EXTRACT PROVIDED:
Suppose $X_1, X_2, \ldots X_n \ldots$ are independent random variables with $$P(X_n = 1) = \frac{1}{2}$$$$P(X_n = -1) = \frac{1}{2}$$ Then $$\sqrt{\frac{3}{n^3}}\sum_{k=1}^n kX_k$$ converges to $N(0,1)$ in distribution.
What I have done: trying to use Levy continuity theorem I obtain for the characteristic function of $Y_n = \sqrt{\frac{3}{n^3}}\sum_{k=1}^n kX_k$ $$\phi_{Y_n}(t) = \prod_{k=1}^n \biggl( \frac{e^{ik\sqrt{\frac{3}{n^3}} t} + e^{-ik\sqrt{\frac{3}{n^3}} t}}{2}\biggr) = \prod_{k=1}^n \cos(k\sqrt{\frac{3}{n^3}} t)$$
How to proceed ?

INSTRUCTION 1:
Reproduce, word for word, the whole forum post on the normalized sum of k-weighted ±1 random variables.

RECORD EXTRACTS:
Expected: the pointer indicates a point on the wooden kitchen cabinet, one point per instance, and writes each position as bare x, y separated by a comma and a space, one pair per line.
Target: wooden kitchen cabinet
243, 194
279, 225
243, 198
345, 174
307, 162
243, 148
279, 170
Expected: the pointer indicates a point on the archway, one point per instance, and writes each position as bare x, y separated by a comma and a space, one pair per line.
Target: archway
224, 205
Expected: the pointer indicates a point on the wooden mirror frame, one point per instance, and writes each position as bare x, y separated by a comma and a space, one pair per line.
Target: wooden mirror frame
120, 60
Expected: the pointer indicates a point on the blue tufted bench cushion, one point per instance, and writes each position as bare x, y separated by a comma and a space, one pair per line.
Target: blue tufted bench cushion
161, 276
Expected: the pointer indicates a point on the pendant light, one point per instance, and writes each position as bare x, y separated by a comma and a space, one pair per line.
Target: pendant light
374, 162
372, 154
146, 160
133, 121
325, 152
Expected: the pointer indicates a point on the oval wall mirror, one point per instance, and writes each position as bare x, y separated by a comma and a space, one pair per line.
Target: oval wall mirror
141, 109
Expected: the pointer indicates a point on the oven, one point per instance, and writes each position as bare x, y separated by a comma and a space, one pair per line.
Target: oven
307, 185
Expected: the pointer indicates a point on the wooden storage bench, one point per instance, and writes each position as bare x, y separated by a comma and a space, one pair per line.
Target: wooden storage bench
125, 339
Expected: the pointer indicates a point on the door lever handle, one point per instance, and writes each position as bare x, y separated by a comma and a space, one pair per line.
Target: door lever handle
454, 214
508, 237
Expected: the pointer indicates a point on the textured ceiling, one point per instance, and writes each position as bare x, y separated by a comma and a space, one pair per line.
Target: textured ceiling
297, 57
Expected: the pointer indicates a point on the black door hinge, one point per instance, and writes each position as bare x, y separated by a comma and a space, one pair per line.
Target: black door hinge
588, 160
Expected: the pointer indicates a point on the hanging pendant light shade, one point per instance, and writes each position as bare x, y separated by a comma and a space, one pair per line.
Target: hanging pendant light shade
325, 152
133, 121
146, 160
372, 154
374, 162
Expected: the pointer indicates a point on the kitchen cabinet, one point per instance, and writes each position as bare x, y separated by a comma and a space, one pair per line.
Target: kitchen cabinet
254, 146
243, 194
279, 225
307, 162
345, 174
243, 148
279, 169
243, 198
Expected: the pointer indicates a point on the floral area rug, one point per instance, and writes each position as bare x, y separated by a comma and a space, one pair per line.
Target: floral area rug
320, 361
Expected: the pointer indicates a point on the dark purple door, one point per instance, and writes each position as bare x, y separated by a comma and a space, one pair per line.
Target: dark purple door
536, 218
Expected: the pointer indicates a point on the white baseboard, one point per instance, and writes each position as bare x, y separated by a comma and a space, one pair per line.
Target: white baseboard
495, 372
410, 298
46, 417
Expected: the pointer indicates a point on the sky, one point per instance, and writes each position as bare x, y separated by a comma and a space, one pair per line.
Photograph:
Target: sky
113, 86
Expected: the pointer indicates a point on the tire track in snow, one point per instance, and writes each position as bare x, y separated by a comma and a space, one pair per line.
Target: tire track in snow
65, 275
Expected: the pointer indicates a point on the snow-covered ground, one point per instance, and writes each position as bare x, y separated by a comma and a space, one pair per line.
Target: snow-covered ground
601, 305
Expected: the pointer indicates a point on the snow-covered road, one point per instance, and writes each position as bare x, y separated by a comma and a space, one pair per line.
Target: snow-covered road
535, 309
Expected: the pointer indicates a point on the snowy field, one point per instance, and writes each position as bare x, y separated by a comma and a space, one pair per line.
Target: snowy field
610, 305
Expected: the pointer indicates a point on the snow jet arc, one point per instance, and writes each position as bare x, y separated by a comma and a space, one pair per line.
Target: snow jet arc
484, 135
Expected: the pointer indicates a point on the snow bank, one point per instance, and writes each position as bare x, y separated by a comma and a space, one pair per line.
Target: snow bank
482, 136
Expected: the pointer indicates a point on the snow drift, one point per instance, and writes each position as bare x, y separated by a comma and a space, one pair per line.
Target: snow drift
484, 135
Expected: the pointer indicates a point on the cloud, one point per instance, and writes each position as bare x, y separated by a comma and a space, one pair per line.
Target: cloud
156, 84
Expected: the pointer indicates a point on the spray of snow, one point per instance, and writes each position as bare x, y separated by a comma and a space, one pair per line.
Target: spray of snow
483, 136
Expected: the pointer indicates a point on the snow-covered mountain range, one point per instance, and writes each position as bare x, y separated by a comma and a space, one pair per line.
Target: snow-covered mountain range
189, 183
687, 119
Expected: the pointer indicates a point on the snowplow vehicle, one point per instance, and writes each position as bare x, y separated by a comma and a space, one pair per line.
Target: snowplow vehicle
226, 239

INSTRUCTION 2:
Write out the entries starting with the line that contains "Expected: the pointer indicates a point on the snowplow" and going on through the final line of the entries.

RIGHT ANSWER 1:
Suppose $X_1, X_2, \ldots X_n \ldots$ are independent random variables with $$P(X_n = 1) = \frac{1}{2}$$$$P(X_n = -1) = \frac{1}{2}$$ Then $$\sqrt{\frac{3}{n^3}}\sum_{k=1}^n kX_k$$ converges to $N(0,1)$ in distribution.
What I have done: trying to use Levy continuity theorem I obtain for the characteristic function of $Y_n = \sqrt{\frac{3}{n^3}}\sum_{k=1}^n kX_k$ $$\phi_{Y_n}(t) = \prod_{k=1}^n \biggl( \frac{e^{ik\sqrt{\frac{3}{n^3}} t} + e^{-ik\sqrt{\frac{3}{n^3}} t}}{2}\biggr) = \prod_{k=1}^n \cos(k\sqrt{\frac{3}{n^3}} t)$$
How to proceed ?

RIGHT ANSWER 2:
Expected: the pointer indicates a point on the snowplow vehicle, one point per instance, and writes each position as bare x, y separated by a comma and a space, one pair per line.
Target: snowplow vehicle
226, 239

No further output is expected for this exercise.